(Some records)
------------------------------------------------
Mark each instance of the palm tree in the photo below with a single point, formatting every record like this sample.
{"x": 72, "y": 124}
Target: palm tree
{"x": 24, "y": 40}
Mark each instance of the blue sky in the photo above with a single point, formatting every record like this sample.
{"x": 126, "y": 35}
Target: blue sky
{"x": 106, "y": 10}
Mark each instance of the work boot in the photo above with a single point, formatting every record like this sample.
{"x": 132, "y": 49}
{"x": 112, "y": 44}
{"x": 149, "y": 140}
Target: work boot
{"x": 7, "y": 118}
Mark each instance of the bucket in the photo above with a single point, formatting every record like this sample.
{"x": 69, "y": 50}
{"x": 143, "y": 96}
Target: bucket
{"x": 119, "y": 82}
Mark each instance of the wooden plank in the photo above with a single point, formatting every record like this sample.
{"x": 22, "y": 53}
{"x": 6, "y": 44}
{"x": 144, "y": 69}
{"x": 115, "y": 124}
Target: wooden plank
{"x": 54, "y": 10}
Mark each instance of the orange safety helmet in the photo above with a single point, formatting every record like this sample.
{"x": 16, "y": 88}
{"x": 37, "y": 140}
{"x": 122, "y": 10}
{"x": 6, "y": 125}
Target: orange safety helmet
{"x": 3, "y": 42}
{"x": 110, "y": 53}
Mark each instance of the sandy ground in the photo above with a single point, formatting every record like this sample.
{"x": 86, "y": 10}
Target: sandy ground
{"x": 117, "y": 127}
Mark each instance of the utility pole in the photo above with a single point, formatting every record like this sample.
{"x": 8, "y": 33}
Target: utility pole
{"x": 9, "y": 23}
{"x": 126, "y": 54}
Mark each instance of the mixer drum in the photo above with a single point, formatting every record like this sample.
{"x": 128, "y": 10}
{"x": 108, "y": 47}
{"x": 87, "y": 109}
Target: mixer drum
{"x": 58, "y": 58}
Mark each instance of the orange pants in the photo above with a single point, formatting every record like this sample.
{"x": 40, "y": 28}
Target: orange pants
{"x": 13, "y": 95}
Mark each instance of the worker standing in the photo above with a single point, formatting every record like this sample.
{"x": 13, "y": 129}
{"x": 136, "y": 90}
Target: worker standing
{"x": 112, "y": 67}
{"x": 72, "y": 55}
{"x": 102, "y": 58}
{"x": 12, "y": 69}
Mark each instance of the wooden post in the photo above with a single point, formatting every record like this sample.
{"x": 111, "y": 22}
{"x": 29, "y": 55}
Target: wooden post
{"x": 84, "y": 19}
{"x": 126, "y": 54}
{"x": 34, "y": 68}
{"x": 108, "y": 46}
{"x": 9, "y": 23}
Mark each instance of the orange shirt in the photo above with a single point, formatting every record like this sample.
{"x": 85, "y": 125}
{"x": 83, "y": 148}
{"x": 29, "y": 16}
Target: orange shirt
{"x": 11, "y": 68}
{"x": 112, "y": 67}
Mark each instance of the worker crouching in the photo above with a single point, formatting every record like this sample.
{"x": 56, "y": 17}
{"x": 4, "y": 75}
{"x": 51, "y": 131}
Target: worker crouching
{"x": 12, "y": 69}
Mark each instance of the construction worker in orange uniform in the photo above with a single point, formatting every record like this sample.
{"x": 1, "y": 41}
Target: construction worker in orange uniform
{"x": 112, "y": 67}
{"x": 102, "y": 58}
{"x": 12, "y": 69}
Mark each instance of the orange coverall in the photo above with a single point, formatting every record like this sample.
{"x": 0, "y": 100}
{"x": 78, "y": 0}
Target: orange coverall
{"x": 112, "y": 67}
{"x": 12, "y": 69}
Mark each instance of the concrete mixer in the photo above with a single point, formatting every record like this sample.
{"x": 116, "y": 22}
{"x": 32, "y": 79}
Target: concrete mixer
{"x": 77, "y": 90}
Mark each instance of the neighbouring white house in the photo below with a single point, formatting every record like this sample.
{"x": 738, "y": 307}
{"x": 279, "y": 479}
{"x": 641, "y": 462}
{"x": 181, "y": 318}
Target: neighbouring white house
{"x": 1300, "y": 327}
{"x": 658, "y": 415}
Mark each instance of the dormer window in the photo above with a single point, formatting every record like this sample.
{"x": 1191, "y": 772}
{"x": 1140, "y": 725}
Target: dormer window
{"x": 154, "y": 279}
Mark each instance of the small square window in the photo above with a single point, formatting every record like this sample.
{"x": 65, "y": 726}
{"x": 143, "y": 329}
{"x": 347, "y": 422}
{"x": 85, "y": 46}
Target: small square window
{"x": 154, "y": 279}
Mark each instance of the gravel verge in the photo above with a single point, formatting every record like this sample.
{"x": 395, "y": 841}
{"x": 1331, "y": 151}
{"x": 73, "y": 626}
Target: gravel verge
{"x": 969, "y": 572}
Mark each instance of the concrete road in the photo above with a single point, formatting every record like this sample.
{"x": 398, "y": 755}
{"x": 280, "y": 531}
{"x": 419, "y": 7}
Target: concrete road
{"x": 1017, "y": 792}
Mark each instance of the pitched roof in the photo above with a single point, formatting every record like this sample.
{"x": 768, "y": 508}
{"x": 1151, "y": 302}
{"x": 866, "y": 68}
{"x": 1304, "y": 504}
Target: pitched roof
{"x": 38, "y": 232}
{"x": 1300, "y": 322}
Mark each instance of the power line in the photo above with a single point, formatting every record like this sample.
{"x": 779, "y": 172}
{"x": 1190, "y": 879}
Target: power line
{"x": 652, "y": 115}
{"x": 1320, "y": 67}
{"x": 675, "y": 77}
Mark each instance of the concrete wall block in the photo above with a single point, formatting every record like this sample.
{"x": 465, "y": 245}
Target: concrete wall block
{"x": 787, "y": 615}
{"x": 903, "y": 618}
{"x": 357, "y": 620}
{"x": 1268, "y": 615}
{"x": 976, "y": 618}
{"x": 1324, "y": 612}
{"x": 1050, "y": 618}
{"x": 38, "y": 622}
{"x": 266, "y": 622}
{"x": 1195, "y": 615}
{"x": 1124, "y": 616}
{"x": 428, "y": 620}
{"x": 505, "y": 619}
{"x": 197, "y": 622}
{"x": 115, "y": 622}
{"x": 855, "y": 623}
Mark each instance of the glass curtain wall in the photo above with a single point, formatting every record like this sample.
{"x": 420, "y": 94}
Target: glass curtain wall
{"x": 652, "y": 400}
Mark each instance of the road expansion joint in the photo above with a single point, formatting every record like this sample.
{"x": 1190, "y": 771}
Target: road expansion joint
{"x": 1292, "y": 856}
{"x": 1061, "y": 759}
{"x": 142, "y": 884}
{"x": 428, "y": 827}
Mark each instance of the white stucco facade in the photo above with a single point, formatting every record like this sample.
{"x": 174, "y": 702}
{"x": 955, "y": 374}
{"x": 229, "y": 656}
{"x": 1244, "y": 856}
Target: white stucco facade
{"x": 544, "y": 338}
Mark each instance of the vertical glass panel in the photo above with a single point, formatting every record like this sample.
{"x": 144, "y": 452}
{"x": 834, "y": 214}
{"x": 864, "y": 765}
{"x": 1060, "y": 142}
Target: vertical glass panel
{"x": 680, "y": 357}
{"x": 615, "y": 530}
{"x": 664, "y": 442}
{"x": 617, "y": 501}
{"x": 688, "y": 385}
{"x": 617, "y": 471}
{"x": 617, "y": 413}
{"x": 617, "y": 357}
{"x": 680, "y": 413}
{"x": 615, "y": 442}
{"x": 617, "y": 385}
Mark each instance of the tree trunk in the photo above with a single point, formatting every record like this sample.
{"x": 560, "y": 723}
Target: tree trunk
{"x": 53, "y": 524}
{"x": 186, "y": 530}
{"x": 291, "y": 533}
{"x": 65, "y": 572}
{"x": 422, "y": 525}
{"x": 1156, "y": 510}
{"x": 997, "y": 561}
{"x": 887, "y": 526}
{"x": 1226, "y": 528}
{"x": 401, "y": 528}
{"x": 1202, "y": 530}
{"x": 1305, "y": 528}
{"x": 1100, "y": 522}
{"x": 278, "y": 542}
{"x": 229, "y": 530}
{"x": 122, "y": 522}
------------------------------------------------
▶ [To be done]
Beginning at the line that holds "Mark each instance of the road", write out word for word each line through the end of the records.

▶ [Full response]
Mark each instance of the road expansion joint in the photo above with a single point, formatting every record like this sample.
{"x": 1190, "y": 771}
Target: road expansion joint
{"x": 1292, "y": 856}
{"x": 1061, "y": 759}
{"x": 142, "y": 884}
{"x": 428, "y": 827}
Mark each instance of the white stucco facade in the photo above with a single point, formatting every record like this sample.
{"x": 174, "y": 702}
{"x": 955, "y": 374}
{"x": 229, "y": 656}
{"x": 1244, "y": 856}
Target: white stucco facade
{"x": 544, "y": 338}
Mark each instance of the vertical glass panel in the photo above with a single point, formatting every record like this sample.
{"x": 144, "y": 452}
{"x": 834, "y": 214}
{"x": 864, "y": 765}
{"x": 1060, "y": 142}
Target: vertical glass panel
{"x": 680, "y": 357}
{"x": 615, "y": 530}
{"x": 664, "y": 442}
{"x": 617, "y": 501}
{"x": 688, "y": 385}
{"x": 617, "y": 471}
{"x": 617, "y": 413}
{"x": 617, "y": 357}
{"x": 680, "y": 413}
{"x": 615, "y": 442}
{"x": 617, "y": 385}
Mark each instance of the tree trunk in the photo above with a single point, formatting every record like this sample.
{"x": 560, "y": 723}
Target: tree trunk
{"x": 53, "y": 524}
{"x": 186, "y": 530}
{"x": 291, "y": 533}
{"x": 65, "y": 572}
{"x": 422, "y": 525}
{"x": 1156, "y": 510}
{"x": 997, "y": 561}
{"x": 887, "y": 526}
{"x": 1226, "y": 528}
{"x": 401, "y": 528}
{"x": 1202, "y": 530}
{"x": 1305, "y": 528}
{"x": 1100, "y": 522}
{"x": 278, "y": 542}
{"x": 229, "y": 530}
{"x": 122, "y": 522}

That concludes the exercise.